# [Text provided]
(begin)
# Not brilliant, but they will do for now.



## Cheater2K (Apr 3, 2003)

These aint perfect, and doesnt really show you much, but you know, i did say i would post somthing


----------



## big pete (Mar 23, 2004)

great shape to you. very similar structure to myself? what weight are you? and height?

just a comparison thats all, im 248lb @ 6ft


----------



## Cheater2K (Apr 3, 2003)

Around 220 lbs ish @ 5 foot 11.

Hoping to get to 250 lbs plus soon


----------



## Cheater2K (Apr 3, 2003)

u cant seem shoulder definition on the photo either, or my traps, which have come on a long way.


----------



## Guest (Jul 10, 2004)

Hmm...you looked a lot bigger when I saw you, that picture doesn't do you justice, or were you wearing a kappa puffa jacket underneath your jumper?


----------



## winger (Jul 26, 2003)

It could be the lighting. At least your picture phone take better pictures than mine. With mine all you see is grain.  You look good anyway. Big Pete 248 @ 6'? What a monster.


----------



## Cheater2K (Apr 3, 2003)

lol, Insanity, i did tell u the pic doesnt do me justice


----------



## big pete (Mar 23, 2004)

you look heavier than 220, which is always a good thing!!!

winger, just cutting now, still 248 thou


----------



## Cheater2K (Apr 3, 2003)

Big pete - thing is, lol, im gonna be heavier  Cant wait till i hit 250lbs mark with sub 10% bodyfat


----------



## robdog (Dec 2, 2003)

lookin good bro. looking forward to seeing you at 250 shredded.


----------



## Cheater2K (Apr 3, 2003)

Aye, so am i


----------



## big pete (Mar 23, 2004)

lol, but @250 you could LOOK 260

im the other way round. im 250 but LOOK 190!!! lol


----------



## Cheater2K (Apr 3, 2003)

lol, thing is, if i look 260 @ 250, it means ill have to get to 260 to see wha ti look like then


----------



## winger (Jul 26, 2003)

With my shirt off I look 250 with my shirt on I look 150


----------



## kay2 (Sep 2, 2004)

that gym looks like reflections in rhos on sea


----------



## Biker (Apr 8, 2003)

right go off and take 3 photos with no top on!

1. Most Muscular

2. front double bicep

3. rear lat spread

I'll give you my honest opinon of strong/weak areas if you do so... Email them to me if you don't want to post them.


----------



## Cheater2K (Apr 3, 2003)

Will do mate, got examples of the poses, im not an expert on them 

Ill get the digi cam out.


----------



## Biker (Apr 8, 2003)

my avatar is a most muscular, front double biceps is just what it says from the front with both biceps flexed, lat spread is like this:


----------



## Biker (Apr 8, 2003)

I'm still waiting beatch!


----------



## Cheater2K (Apr 3, 2003)

lol, give me some time, i will do them soonish, just sortin out the new motor


----------



## winger (Jul 26, 2003)

Yea lets see some pics mate!


----------



## John (Jun 5, 2004)

stuff cheater, you look good mate, but im with the other guys lets see some more man .
(end)
# [Problems]
A) Reproduce the forum thread word for word from "lol, Insanity, i" to "a good thing!!!".
B) Pull out every line in the entries below that contains the word "hard", copying each line in full.

# [Given data]
(begin)
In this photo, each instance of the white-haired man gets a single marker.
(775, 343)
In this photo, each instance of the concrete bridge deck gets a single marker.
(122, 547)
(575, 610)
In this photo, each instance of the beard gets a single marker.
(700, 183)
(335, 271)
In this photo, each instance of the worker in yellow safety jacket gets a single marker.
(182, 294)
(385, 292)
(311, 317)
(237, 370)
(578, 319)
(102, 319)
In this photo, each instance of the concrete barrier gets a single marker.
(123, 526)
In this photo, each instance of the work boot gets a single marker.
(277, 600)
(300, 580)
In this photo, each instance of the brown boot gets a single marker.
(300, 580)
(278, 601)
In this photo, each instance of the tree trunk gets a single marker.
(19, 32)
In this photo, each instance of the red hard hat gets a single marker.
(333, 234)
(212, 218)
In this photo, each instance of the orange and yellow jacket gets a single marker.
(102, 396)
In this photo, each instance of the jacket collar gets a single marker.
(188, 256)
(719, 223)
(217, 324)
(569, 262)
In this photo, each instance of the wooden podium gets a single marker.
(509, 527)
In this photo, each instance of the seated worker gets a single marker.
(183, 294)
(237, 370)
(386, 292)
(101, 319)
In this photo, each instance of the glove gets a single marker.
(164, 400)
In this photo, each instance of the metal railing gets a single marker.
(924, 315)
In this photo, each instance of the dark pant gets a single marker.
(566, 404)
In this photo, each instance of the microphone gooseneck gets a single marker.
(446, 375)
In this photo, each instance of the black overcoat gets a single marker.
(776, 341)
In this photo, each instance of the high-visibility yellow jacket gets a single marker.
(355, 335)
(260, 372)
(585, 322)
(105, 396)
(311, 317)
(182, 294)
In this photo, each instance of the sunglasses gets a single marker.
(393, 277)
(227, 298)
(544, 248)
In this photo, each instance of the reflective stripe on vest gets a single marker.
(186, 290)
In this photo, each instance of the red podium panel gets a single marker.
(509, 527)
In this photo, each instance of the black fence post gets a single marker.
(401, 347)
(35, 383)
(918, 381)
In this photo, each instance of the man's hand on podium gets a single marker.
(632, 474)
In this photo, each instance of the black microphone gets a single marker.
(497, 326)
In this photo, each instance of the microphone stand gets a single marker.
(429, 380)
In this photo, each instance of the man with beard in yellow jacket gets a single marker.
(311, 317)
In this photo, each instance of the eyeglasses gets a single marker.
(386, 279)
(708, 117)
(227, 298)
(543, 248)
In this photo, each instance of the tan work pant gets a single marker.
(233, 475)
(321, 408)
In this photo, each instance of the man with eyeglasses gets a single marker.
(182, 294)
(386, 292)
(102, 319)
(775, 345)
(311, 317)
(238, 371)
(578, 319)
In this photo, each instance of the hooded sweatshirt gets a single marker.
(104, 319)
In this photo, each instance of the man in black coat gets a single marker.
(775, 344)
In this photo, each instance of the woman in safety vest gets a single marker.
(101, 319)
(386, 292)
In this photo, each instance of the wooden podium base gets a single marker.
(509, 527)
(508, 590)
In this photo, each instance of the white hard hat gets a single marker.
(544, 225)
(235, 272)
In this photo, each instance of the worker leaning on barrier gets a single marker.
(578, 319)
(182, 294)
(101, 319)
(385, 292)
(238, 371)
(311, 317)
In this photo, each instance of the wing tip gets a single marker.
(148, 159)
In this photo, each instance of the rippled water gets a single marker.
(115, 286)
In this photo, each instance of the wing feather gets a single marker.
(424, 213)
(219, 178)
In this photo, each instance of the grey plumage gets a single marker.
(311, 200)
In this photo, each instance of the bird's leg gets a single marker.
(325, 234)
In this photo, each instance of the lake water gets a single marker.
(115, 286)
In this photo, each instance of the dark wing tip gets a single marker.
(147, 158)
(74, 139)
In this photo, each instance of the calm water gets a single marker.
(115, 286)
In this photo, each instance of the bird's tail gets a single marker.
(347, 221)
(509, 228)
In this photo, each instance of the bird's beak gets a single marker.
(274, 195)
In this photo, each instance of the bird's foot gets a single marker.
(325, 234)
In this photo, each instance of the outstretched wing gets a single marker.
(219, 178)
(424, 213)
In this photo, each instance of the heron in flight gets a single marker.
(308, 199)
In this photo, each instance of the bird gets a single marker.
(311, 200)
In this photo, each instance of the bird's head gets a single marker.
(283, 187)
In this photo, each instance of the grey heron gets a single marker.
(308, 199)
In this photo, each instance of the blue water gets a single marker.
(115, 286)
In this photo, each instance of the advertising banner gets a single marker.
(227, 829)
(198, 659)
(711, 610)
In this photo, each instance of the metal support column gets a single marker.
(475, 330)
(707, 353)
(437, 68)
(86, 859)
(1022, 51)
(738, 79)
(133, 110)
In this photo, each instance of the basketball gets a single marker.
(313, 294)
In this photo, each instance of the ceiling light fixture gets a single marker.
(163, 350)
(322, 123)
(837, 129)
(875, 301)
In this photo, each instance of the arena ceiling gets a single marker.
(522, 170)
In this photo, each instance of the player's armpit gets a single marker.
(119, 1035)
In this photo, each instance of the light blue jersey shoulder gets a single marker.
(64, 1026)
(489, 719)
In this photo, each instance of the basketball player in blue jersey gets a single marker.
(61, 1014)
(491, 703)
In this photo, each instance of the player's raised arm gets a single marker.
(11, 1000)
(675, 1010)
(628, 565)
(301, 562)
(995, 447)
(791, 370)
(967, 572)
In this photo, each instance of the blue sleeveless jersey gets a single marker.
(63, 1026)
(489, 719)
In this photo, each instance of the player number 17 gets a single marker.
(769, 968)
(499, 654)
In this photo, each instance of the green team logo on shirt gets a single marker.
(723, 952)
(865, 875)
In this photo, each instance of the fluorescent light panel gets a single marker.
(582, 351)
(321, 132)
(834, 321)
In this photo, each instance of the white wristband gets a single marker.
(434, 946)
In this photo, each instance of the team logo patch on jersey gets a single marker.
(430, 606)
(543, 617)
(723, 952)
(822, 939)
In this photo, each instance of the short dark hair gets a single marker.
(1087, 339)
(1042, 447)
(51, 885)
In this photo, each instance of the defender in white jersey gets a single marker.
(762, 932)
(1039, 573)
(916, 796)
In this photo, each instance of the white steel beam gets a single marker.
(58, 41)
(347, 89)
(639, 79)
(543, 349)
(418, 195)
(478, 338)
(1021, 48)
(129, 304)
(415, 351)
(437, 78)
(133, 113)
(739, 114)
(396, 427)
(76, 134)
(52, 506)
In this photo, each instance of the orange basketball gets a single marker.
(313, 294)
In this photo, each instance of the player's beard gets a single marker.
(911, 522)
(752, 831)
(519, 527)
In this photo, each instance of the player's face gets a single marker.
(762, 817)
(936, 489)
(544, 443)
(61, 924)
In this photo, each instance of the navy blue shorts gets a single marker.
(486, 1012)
(end)
# [Replies]
A)
lol, Insanity, i did tell u the pic doesnt do me justice


----------



## big pete (Mar 23, 2004)

you look heavier than 220, which is always a good thing!!!

B)
In this photo, each instance of the red hard hat gets a single marker.
In this photo, each instance of the white hard hat gets a single marker.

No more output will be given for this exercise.